▶ **Supplied passage**:

▬▬▬

Kate Brown. Photo by Annette Hornischer, courtesy of the American Academy in Berlin.
Speaker: Kate Brown, Professor of History, Science, Technology and Society Department, Massachusetts Institute of Technology
Date: Thursday, February 6, 2020
Time: 5:30 p.m.
Place: Hager Auditorium, Museum of the Rockies
Title: The Great Chernobyl Acceleration
Doors open at 5 p.m. A reception will follow the lecture in the lobby of the Museum of the Rockies.
In April 1986, the Chernobyl Nuclear Power Plant exploded and sent upwards of 50 million curies into the surrounding environment. Working through archives, Kate Brown encountered many contradictory accounts of the disaster and its effects. Realizing that though people and archives lie, trees probably don't. She turned to scientists--biologists, foresters, physicians and physicists--to help her understand the ecology of the greater Chernobyl territories and the disaster's impact on health.
Working in the swampy territory around the blown plant, she learned that radioactive contaminants saturated local eco-systems long before the Chernobyl accident and continued long after the 1986 event. Brown argues that to call Chernobyl an "accident" is to sweep aside the continuum of radiation exposure that saturated environments in the northern hemisphere in the second half of the 20th century. Instead of a one-off accident, Brown argues that Chernobyl was a point of acceleration on a timeline of radioactive contamination that continues to this day.

▬▬▬

▶ **Collected data entries**:
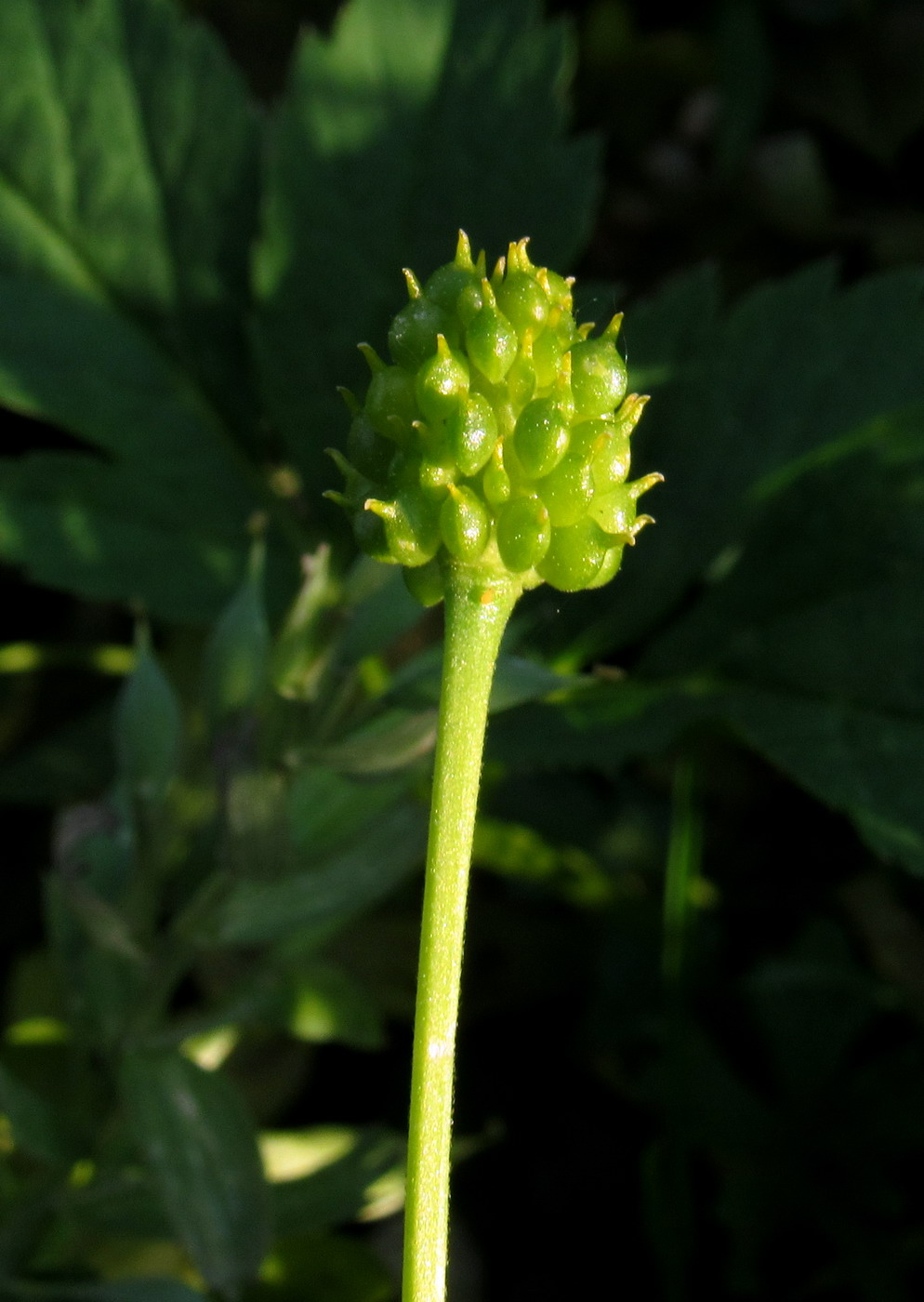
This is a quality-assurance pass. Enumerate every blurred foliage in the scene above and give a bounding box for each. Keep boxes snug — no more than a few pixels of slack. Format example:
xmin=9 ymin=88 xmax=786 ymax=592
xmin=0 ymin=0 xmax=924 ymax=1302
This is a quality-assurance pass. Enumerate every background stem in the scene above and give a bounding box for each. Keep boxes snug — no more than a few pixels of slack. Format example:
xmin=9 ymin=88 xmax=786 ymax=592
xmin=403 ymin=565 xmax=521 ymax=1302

▬▬▬

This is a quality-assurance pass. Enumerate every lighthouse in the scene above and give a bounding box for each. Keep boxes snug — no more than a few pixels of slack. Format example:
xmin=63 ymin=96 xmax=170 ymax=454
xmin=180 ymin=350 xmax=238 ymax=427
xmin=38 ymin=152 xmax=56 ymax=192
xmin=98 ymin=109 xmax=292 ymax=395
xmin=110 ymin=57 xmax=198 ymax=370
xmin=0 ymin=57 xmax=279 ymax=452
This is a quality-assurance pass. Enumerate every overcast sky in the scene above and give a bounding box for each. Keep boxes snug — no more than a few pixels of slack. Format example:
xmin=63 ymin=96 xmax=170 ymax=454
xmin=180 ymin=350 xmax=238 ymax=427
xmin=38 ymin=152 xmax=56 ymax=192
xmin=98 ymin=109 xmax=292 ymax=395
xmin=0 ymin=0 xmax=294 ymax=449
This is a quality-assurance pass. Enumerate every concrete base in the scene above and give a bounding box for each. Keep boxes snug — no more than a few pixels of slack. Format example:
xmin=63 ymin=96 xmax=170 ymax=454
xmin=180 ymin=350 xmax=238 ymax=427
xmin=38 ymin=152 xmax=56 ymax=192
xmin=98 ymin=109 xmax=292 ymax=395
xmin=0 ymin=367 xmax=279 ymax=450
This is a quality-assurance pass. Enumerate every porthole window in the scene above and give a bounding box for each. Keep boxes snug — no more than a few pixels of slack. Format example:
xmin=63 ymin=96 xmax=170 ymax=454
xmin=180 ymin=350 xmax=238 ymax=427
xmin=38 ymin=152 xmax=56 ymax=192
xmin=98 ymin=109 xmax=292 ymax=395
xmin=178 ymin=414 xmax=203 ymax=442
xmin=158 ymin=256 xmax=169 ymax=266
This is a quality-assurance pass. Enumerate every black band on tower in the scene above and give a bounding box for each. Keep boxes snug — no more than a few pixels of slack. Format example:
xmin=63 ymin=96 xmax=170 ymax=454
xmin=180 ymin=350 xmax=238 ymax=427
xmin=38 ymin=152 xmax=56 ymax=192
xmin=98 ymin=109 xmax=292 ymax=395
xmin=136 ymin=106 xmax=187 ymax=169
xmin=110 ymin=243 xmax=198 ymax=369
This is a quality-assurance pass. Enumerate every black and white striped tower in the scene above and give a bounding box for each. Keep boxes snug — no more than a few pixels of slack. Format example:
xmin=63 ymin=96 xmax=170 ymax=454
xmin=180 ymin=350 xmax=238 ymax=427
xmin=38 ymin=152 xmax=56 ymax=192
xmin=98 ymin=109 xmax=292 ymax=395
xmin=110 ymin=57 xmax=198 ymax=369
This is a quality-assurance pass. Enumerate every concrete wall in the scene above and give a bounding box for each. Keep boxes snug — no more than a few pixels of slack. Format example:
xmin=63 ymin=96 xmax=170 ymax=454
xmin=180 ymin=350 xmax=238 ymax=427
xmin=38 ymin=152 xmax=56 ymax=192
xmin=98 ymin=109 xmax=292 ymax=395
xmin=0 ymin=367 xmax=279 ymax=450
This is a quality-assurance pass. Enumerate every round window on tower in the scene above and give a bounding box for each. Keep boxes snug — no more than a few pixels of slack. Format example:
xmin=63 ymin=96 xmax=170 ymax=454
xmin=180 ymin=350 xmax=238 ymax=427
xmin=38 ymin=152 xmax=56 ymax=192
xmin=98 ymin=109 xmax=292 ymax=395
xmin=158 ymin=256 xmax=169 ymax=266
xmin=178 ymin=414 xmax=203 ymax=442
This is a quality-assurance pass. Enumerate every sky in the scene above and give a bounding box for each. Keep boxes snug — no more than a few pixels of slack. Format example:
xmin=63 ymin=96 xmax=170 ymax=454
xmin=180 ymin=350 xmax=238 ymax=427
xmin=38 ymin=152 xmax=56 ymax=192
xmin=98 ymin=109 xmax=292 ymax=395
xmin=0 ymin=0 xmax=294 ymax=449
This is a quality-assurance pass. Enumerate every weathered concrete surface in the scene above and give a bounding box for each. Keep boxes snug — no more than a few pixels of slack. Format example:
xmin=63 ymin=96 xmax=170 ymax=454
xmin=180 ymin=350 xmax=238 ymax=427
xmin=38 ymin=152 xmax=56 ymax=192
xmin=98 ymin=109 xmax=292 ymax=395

▬▬▬

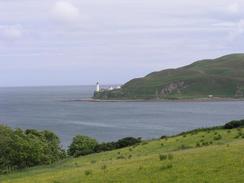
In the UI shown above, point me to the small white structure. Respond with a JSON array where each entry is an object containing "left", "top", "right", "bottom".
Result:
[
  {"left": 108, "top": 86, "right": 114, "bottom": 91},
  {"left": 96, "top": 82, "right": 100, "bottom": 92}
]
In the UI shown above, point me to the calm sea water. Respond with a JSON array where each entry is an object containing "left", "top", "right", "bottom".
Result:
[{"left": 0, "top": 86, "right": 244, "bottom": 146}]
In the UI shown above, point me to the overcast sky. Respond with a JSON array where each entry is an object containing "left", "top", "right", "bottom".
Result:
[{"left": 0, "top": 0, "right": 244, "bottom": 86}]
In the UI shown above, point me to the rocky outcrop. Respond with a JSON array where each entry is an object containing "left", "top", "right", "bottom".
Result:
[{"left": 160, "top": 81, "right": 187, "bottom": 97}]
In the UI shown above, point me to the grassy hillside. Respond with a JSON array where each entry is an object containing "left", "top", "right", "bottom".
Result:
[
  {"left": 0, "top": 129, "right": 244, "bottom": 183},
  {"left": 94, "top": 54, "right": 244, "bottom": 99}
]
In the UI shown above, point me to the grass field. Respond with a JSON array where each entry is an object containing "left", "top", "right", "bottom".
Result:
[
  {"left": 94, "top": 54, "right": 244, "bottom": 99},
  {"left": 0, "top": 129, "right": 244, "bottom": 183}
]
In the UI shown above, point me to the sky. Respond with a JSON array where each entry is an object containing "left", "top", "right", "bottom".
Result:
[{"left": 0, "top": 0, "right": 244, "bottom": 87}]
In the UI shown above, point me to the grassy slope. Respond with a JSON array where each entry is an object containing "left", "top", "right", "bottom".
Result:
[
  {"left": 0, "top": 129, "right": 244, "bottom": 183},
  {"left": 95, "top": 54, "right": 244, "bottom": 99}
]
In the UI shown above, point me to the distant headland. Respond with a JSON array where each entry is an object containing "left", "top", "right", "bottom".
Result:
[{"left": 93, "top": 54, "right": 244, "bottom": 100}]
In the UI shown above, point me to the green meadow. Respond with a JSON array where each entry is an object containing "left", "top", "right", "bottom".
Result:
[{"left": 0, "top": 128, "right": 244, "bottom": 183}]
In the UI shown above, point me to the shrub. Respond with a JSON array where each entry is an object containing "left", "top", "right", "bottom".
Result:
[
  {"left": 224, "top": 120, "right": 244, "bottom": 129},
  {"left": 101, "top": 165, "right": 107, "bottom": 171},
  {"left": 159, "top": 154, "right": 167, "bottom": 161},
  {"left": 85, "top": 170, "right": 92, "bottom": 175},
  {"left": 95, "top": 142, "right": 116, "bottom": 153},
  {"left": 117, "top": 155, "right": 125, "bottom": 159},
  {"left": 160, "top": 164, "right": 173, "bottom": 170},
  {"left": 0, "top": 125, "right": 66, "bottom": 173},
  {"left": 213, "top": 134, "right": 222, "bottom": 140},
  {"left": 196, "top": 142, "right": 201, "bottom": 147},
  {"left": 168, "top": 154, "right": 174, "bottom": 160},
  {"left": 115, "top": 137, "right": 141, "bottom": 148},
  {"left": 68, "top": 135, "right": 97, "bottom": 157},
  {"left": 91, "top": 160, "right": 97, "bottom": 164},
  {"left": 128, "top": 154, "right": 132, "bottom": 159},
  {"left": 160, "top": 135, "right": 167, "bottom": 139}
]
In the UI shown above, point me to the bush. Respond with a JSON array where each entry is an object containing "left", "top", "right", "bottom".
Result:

▬▬▬

▶ **Exercise requirements**:
**A.** Alter the portion of the Chernobyl lecture announcement that opens with the words containing "Speaker: Kate Brown, Professor" and closes with "Time: 5:30 p.m.", putting "Lecturer" in place of "Speaker".
**B.** Write what follows the final sentence of the Chernobyl lecture announcement.

▶ **Answers to this exercise**:
**A.**
Lecturer: Kate Brown, Professor of History, Science, Technology and Society Department, Massachusetts Institute of Technology
Date: Thursday, February 6, 2020
Time: 5:30 p.m.

**B.**
About the Speaker
Kate Brown is the author of the prize-winning histories "Plutopia: Nuclear Families in Atomic Cities and the Great Soviet and American Plutonium Disasters" (Oxford 2013) and "A Biography of No Place: From Ethnic Borderland to Soviet Heartland" (Harvard 2004). Her latest book, "Manual for Survival: A Chernobyl Guide to the Future," was published by W. W. Norton & Company in March 2019.
Brown was a 2009 Guggenheim Fellow. Her work has also been supported by the Carnegie Foundation, National Endowment for the Humanities, American Council of Learned Societies, International Research and Exchanges Board and the American Academy of Berlin, among others.
About the Science Matters Lecture Series
A lecture series about scientific topics that are important to the public as well as academia where distinguished speakers will addresses valid concerns and challenging questions regarding their work.